--- START ---

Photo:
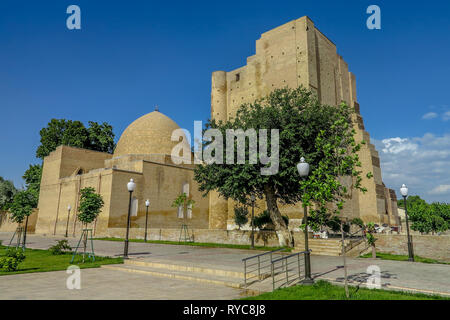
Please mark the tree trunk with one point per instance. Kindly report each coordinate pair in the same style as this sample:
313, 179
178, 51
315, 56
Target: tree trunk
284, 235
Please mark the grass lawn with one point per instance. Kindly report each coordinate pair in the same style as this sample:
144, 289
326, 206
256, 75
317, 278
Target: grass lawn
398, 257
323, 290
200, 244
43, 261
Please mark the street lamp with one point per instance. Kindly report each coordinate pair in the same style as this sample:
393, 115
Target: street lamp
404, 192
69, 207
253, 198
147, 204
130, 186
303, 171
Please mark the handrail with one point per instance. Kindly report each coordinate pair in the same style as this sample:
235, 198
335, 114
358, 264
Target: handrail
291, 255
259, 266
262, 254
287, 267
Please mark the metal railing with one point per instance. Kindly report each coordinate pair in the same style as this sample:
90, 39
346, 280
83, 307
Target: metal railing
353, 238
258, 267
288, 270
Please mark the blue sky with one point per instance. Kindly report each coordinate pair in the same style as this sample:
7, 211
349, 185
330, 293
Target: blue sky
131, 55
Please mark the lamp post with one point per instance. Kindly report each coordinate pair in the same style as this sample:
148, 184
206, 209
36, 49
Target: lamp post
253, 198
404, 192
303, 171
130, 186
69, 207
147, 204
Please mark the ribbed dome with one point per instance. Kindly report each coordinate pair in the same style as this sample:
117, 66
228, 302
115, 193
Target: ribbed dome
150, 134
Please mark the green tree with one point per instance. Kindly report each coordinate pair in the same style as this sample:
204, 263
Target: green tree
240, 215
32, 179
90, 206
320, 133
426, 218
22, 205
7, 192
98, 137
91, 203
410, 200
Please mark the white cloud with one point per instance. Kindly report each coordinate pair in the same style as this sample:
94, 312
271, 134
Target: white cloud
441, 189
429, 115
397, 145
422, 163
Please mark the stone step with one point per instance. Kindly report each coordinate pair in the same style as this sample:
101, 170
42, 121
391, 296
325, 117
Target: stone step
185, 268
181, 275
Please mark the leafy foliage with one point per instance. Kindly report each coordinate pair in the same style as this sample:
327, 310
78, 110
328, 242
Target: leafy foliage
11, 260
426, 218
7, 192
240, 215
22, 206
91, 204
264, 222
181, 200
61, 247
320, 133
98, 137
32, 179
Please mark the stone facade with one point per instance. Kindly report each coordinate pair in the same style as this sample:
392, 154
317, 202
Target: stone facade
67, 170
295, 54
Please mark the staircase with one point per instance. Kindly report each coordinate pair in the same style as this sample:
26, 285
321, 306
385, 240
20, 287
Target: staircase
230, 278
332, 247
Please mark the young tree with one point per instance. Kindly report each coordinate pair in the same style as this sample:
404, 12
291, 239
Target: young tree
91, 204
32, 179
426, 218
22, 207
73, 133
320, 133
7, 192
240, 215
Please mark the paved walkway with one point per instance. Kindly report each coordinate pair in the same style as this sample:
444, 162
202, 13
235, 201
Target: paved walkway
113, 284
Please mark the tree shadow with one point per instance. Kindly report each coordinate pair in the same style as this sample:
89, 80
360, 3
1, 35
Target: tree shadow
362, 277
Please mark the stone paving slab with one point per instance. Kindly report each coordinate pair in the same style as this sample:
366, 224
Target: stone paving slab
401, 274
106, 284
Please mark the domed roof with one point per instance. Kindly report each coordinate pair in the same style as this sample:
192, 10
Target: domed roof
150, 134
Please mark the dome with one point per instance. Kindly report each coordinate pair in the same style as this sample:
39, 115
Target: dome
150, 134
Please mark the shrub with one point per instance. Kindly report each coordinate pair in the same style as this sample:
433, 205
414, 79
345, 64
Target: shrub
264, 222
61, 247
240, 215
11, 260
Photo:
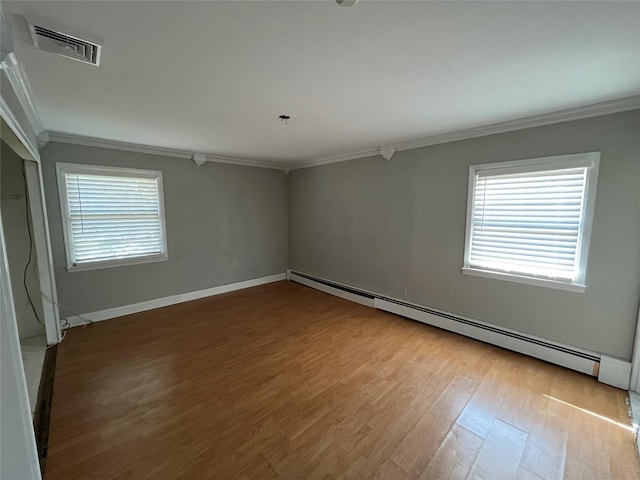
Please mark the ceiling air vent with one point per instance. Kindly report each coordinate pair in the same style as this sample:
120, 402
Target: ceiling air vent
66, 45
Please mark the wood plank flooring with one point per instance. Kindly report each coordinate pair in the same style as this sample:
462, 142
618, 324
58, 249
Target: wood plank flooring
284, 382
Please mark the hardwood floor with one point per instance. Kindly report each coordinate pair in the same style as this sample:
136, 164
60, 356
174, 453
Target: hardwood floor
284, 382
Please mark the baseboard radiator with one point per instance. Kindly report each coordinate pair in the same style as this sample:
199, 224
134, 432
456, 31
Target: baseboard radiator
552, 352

--- END ---
--- START ---

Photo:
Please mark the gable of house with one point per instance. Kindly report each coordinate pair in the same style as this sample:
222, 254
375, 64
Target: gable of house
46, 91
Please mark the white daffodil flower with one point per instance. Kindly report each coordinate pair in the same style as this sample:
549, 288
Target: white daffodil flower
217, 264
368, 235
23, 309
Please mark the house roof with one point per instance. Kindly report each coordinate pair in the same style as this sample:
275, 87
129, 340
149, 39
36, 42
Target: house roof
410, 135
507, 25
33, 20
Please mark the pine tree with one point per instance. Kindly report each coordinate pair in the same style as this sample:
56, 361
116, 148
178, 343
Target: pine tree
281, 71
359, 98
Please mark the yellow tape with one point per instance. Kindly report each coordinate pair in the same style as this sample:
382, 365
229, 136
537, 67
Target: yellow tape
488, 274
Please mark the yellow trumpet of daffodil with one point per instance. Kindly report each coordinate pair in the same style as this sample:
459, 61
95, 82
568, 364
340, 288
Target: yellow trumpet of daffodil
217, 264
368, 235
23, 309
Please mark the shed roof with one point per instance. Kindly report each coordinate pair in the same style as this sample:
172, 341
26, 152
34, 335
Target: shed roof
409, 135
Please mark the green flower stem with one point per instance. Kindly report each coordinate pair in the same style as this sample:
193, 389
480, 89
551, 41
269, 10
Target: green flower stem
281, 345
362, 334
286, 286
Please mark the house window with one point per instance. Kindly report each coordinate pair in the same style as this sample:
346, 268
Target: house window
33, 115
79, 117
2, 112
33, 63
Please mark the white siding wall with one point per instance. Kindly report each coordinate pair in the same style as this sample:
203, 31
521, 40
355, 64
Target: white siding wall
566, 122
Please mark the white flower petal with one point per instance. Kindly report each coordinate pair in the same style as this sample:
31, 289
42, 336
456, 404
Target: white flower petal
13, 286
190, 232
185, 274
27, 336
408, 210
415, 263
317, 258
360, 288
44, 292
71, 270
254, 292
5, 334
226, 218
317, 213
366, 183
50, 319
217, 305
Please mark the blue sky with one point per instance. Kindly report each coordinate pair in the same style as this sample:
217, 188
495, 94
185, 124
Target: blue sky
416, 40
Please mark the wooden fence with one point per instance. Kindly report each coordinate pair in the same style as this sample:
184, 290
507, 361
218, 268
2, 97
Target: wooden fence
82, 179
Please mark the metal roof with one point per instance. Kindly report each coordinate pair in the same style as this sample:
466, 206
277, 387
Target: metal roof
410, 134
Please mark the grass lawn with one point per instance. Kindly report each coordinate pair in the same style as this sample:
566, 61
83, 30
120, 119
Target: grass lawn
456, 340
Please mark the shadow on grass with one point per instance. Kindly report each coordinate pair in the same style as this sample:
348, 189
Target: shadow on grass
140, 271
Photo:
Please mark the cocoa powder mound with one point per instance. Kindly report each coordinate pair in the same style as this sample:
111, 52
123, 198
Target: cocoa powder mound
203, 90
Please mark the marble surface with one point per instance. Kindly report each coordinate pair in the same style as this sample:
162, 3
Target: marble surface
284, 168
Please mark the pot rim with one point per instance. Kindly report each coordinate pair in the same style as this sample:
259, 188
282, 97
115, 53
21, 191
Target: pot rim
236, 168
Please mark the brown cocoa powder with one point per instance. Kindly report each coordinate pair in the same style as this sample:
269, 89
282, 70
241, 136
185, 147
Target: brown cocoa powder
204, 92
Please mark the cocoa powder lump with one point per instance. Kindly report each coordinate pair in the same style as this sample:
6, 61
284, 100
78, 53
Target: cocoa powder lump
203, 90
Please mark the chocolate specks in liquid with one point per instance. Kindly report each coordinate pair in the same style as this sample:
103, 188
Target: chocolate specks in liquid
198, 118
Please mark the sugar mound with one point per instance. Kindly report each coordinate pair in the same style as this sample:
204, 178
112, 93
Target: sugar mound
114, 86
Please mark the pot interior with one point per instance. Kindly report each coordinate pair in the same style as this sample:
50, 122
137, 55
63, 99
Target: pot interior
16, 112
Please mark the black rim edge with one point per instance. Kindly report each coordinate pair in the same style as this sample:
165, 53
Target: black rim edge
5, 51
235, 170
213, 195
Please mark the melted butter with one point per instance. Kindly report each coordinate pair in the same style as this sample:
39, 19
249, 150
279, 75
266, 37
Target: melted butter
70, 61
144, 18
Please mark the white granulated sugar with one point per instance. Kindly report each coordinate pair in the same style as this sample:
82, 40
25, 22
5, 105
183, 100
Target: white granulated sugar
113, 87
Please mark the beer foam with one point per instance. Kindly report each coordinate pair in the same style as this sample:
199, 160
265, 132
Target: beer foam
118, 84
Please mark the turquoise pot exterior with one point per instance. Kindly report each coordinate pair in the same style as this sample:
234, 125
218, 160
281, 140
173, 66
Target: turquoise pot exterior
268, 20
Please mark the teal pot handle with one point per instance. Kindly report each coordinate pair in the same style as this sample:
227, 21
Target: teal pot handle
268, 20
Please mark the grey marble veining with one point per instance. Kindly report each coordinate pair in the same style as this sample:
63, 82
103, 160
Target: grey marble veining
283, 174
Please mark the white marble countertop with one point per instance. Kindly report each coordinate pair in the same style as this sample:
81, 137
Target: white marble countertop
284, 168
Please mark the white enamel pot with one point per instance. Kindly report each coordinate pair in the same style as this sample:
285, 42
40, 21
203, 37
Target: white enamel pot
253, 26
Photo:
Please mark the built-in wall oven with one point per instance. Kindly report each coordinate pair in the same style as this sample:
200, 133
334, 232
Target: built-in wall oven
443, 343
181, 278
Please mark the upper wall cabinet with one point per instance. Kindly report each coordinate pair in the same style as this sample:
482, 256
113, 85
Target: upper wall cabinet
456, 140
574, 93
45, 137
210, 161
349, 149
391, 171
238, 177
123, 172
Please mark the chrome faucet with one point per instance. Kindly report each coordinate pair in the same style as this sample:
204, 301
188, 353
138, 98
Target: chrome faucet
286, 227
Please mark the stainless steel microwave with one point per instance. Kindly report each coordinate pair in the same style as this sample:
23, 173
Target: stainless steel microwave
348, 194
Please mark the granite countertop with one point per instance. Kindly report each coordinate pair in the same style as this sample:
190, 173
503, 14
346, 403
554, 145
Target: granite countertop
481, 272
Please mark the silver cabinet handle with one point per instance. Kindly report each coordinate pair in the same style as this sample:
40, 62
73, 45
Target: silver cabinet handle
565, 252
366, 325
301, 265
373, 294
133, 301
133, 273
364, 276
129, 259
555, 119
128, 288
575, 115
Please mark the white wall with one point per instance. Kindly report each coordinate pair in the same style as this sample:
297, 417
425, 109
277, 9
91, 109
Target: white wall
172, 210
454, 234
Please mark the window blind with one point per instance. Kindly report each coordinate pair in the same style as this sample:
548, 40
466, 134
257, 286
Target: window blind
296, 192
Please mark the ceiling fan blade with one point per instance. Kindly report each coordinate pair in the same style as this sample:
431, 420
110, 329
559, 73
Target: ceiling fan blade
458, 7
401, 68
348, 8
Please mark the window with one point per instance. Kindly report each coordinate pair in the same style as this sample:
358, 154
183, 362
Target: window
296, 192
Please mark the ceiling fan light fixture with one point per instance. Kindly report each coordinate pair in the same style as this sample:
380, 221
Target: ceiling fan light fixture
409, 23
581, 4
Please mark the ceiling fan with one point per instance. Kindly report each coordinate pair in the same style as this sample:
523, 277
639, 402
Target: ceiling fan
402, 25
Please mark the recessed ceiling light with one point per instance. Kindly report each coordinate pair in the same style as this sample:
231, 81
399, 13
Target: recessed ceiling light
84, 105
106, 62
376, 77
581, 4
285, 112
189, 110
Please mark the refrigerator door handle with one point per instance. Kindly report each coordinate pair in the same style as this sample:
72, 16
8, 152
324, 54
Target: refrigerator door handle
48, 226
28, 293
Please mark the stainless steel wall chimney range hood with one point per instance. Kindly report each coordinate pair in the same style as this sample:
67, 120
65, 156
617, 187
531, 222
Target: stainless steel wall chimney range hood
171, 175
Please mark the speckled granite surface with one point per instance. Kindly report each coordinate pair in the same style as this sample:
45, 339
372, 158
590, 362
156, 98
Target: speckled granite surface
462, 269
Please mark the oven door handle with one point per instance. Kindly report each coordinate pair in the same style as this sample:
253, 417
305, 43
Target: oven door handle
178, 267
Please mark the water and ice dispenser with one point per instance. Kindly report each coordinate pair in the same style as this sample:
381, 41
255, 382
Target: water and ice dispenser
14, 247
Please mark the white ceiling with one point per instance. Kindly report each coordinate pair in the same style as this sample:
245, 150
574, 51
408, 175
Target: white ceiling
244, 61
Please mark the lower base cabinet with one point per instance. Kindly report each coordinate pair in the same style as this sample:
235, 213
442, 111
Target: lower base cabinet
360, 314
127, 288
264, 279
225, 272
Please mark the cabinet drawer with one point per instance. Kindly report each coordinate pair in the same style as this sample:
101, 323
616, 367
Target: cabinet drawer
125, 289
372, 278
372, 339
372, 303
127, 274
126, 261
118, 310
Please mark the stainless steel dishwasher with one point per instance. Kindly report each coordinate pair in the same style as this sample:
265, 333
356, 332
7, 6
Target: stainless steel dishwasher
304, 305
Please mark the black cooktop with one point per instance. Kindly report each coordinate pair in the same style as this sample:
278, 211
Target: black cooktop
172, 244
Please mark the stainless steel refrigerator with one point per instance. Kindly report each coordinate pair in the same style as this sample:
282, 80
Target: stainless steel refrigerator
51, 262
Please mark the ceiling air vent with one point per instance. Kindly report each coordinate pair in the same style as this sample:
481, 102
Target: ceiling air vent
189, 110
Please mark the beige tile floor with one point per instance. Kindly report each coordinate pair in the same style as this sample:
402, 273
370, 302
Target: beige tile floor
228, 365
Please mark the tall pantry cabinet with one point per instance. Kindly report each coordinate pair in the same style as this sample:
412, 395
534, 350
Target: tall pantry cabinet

--- END ---
--- START ---

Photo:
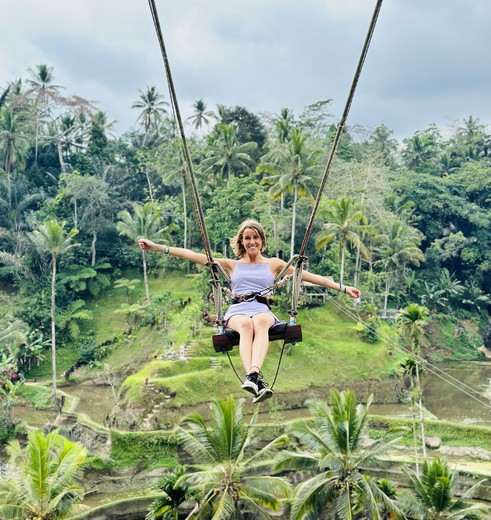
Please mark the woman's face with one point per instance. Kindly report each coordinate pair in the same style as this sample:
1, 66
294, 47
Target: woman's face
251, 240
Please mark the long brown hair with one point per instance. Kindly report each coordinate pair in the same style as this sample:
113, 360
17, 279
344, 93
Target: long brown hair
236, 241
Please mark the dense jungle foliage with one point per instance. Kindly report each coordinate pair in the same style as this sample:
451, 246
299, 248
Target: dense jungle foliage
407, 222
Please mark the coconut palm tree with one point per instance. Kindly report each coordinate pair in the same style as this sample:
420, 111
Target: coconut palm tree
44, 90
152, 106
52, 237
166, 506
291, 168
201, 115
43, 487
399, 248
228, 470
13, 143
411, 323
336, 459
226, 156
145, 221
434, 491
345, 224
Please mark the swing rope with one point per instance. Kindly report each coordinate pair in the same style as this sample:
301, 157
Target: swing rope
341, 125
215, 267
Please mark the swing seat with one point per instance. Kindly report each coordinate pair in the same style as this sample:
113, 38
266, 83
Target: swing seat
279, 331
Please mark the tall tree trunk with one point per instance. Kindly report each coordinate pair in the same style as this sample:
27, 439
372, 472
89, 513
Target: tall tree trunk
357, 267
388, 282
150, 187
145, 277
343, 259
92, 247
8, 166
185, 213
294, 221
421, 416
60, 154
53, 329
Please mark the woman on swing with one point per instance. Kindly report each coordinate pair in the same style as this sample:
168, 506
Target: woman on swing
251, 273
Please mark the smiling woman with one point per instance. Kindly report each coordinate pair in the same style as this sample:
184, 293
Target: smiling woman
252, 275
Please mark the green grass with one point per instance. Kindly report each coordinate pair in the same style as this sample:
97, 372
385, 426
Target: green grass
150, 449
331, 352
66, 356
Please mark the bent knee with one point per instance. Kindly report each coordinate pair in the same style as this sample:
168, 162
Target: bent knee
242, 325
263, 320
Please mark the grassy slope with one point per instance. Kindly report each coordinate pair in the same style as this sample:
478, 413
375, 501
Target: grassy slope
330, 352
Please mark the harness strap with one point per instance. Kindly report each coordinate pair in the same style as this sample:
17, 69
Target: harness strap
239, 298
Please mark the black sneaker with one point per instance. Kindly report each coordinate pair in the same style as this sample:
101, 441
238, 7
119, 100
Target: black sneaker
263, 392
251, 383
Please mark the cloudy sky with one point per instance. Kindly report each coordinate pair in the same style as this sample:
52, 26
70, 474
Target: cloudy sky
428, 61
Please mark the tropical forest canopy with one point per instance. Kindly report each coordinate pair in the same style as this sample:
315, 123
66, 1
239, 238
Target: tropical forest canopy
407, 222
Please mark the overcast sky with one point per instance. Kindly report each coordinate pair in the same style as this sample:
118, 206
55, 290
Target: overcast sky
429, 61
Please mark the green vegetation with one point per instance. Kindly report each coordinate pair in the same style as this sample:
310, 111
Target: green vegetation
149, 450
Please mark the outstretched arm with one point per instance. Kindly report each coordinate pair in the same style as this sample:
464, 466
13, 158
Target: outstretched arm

--- END ---

### Task
If a line of the entries holds the word "pantry", copy it out.

### Worked solution
Please mark the tall pantry cabinet with one point per instance. Kindly report each coordinate pair in the same style as this sample:
Target: tall pantry cabinet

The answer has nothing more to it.